* TEXT
-- start --
Linear Discriminant Analysis

We introduce Fisher’s Linear Discriminant Function.

Objective

We have two groups of data in \(\mathbb{R} ^p\)

  • \(\left\{ \boldsymbol{x} _{1i} \right\}, i = 1, 2, \ldots, n_1\)

  • \(\left\{ \boldsymbol{x} _{2i} \right\}, i = 1, 2, \ldots, n_2\)

We want to project them to a one dimensional line in \(\mathbb{R}\), such that the projection by this line yields good separation of the two classes.

Let the projection be \(\boldsymbol{a} ^{\top} \boldsymbol{x}\) and let the projected data be

  • \(\left\{ y _{1i} = \boldsymbol{a} ^{\top} \boldsymbol{x} _{1i} \right\}\)

  • \(\left\{ y_{2i} = \boldsymbol{a} ^{\top} \boldsymbol{x} _{2i} \right\}\)

The goodness of separation is measured by th ratio of between-class difference and within-class variance.

\[ \max _ {\boldsymbol{a} \in \mathbb{R} ^p} \frac{(\bar{y}_1- \bar{y}_2)^2}{s_y^2} \]

where \(s_y^2\) is the pooled variance, if we assume equal covariance structure in the two groups.

\[ s_{y}^{2}=\frac{\sum_{i=1}^{n_{1}}\left(y_{1 i}-\bar{y}_{1}\right)^{2}+\sum_{i=1}^{n_{2}}\left(y_{2 i}-\bar{y}_{2}\right)^{2}}{n_{1}+n_{2}-2}=\boldsymbol{a} ^{\top} \boldsymbol{S}_{x} \boldsymbol{a}=\boldsymbol{a}^{\top} \boldsymbol{S}_{\text {pool }} \boldsymbol{a} \]

Fig. 83 Illustration of projection of data to a linear direction [C. Bishop, 2006]

Assumptions

  • equal covariance matrix \(\boldsymbol{\Sigma} _1 = \boldsymbol{\Sigma} _2 = \boldsymbol{\Sigma}\)

  • full rank \(\operatorname{rank}\left( \boldsymbol{\Sigma} \right) = p\)
-- end --
* DATA SECTION
-- start --
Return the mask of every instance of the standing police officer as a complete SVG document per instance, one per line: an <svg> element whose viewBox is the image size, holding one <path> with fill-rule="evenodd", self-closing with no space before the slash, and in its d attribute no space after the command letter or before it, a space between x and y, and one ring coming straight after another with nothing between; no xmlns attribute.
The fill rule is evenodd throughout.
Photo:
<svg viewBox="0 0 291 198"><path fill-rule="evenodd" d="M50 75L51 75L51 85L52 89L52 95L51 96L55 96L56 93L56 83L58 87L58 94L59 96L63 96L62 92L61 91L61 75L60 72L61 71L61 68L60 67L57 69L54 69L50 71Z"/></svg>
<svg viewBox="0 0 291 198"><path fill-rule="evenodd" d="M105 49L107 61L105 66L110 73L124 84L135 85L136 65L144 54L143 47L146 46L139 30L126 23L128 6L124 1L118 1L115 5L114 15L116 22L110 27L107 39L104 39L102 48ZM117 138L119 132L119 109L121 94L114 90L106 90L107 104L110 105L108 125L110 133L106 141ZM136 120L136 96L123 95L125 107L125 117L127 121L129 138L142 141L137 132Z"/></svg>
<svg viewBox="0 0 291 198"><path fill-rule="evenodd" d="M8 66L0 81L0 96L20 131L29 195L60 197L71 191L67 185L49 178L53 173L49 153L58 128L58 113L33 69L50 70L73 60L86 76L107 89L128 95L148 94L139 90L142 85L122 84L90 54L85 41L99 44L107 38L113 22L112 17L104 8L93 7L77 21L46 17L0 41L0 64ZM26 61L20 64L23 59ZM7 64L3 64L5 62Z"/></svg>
-- end --
* TO-DO LIST
1. What two assumptions does the linear discriminant analysis text list?
2. Resume the linear discriminant analysis text after its last line, keeping its style and notation.

* REPLIES
1. The two groups have an equal covariance matrix, and that covariance matrix has full rank p.

2.
  • without normality assumption that the population are from multivariate normal.

Learning

Note that the objective function

\[ \frac{(\bar{y}_1- \bar{y}_2)^2}{s_y^2} = \frac{[\boldsymbol{a} ^{\top} (\bar{\boldsymbol{x} }_1-\bar{\boldsymbol{x} }_2)]^2}{\boldsymbol{a}^{\top} \boldsymbol{S}_{\text {pool }} \boldsymbol{a}} \]

has the form of generalized Rayleigh quotient. Hence the solution is given by

\[ \boldsymbol{a} ^*= \boldsymbol{S} _{\text{pool} } ^{-1} (\bar{\boldsymbol{x} }_1-\bar{\boldsymbol{x} }_2) \]

with maximum

\[ (\bar{\boldsymbol{x} }_1-\bar{\boldsymbol{x} }_2) \boldsymbol{S} _{\text{pool} } ^{-1} (\bar{\boldsymbol{x} }_1-\bar{\boldsymbol{x} }_2) =: D^2 \]

The maximum \(D^2\) can be viewed as the square of the Mahalanobis distance between the population means of the original data.

Prediction

For a new data point \(\boldsymbol{x} _0\), we compute \(y_0 = \boldsymbol{a} ^{* \top } \boldsymbol{x} _0\), and see whether \(y_0\) is closer to \(\bar{y}_1\) or \(\bar{y}_2\). Below are two equivalent classification rules.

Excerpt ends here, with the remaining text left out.